(BRANO):
☆ ☆ ☆ ☆ ☆

Il fenomeno ormai è ben noto, se ne parla in televisione e sui giornali, spesso con molta esagerazione e non poca improvvisazione. Si tratta dei cosiddetti “cervelli in fuga”, di quei ragazzi che lasciano l’Italia per cercare fortuna all’estero, alimentando nuovi flussi emigratori che rispetto al passato presentano tanti tratti di novità, ma anche consonanze preoccupanti (molti se ne vanno, oggi come ieri, sostanzialmente per ragioni economiche, per trovare un lavoro dignitoso di cui vivere). In tale contesto, Berlino, è assurta al ruolo di Mecca dell’emigrazione italica, esaltata come la terra promessa in cui gli alloggi costano poco, il lavoro si trova senza fatica, e chiunque abbia talento e buona volontà può sfondare.

☆ ☆ ☆ ☆ ☆

(MATERIALE FORNITO):
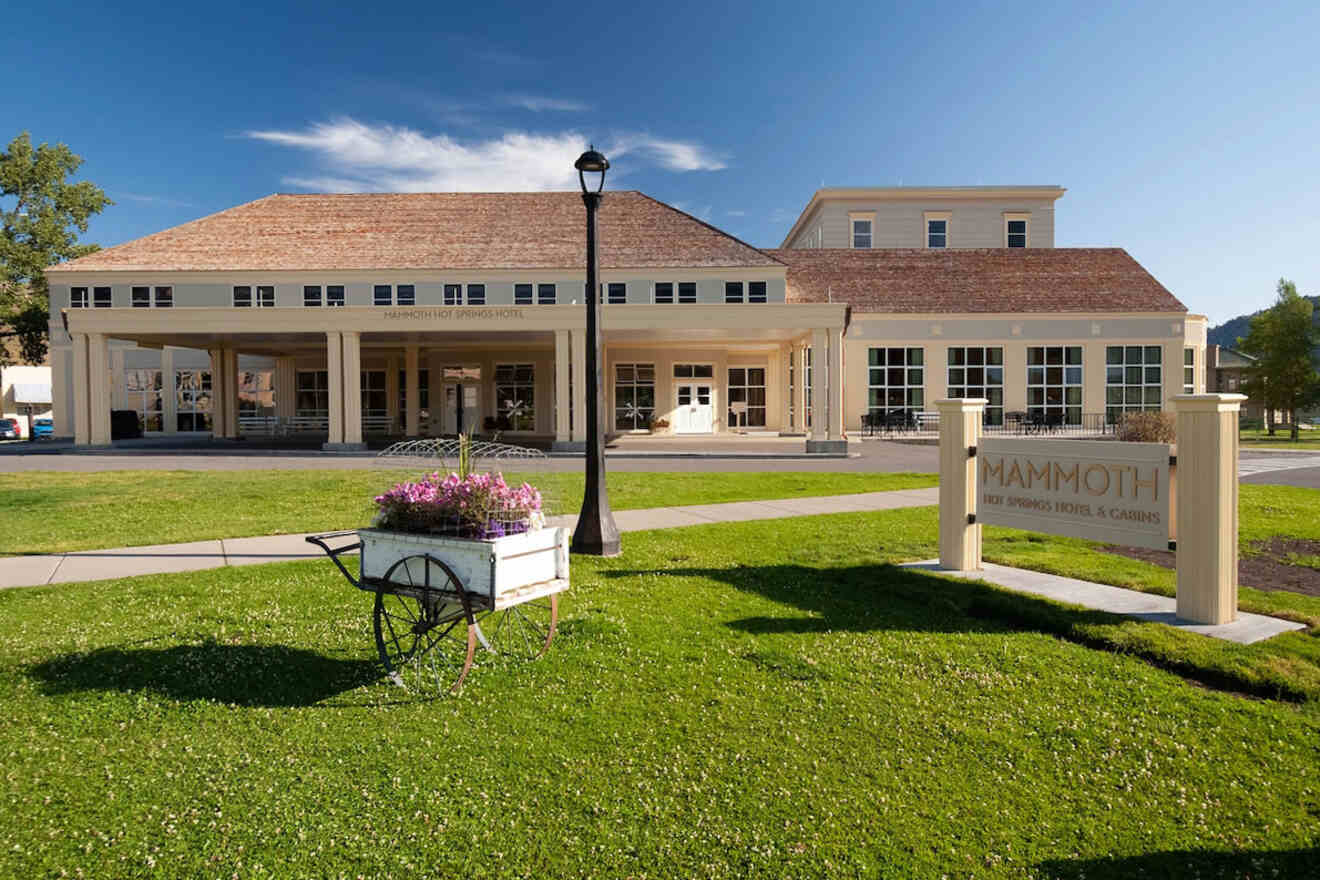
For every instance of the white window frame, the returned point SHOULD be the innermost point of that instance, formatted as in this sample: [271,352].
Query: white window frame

☆ ☆ ☆ ☆ ☆

(CONSEGNE):
1) Riporta dal brano tutto il testo che va da "Il fenomeno ormai" fino a "volontà può sfondare.".
2) Secondo il brano, quale città è diventata la Mecca dell'emigrazione italiana?
3) In base al brano, spiega perché i nuovi flussi emigratori mostrano consonanze preoccupanti con il passato.

(RISPOSTE AI COMPITI):
1)
Il fenomeno ormai è ben noto, se ne parla in televisione e sui giornali, spesso con molta esagerazione e non poca improvvisazione. Si tratta dei cosiddetti “cervelli in fuga”, di quei ragazzi che lasciano l’Italia per cercare fortuna all’estero, alimentando nuovi flussi emigratori che rispetto al passato presentano tanti tratti di novità, ma anche consonanze preoccupanti (molti se ne vanno, oggi come ieri, sostanzialmente per ragioni economiche, per trovare un lavoro dignitoso di cui vivere). In tale contesto, Berlino, è assurta al ruolo di Mecca dell’emigrazione italica, esaltata come la terra promessa in cui gli alloggi costano poco, il lavoro si trova senza fatica, e chiunque abbia talento e buona volontà può sfondare.

2) Berlino.

3) Molti se ne vanno, oggi come ieri, sostanzialmente per ragioni economiche, cioè per trovare un lavoro dignitoso di cui vivere.